##### The data

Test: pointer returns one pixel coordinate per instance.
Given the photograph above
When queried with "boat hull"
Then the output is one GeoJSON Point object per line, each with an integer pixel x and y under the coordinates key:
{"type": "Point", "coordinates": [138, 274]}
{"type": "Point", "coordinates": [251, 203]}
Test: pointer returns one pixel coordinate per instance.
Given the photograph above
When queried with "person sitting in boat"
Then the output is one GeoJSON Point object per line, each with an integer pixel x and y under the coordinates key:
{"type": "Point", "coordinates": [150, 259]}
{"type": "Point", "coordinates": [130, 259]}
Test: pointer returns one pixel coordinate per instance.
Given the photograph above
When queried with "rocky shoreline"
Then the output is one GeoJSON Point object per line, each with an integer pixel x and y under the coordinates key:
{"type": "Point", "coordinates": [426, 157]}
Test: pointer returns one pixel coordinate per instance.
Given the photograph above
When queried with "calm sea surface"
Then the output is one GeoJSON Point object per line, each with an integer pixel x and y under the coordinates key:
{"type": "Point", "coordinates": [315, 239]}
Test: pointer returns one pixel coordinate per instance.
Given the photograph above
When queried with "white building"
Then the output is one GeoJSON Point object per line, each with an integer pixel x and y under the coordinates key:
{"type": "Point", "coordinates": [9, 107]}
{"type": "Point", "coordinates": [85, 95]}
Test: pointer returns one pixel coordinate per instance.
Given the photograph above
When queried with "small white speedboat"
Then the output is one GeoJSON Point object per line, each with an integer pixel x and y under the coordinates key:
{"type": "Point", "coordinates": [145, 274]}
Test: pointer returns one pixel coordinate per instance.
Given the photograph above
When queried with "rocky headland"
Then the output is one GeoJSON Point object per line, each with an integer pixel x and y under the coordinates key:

##########

About this exercise
Among the records, find every line holding the word "rocky" and copy it.

Result
When queried with "rocky shoreline"
When queried with "rocky headland"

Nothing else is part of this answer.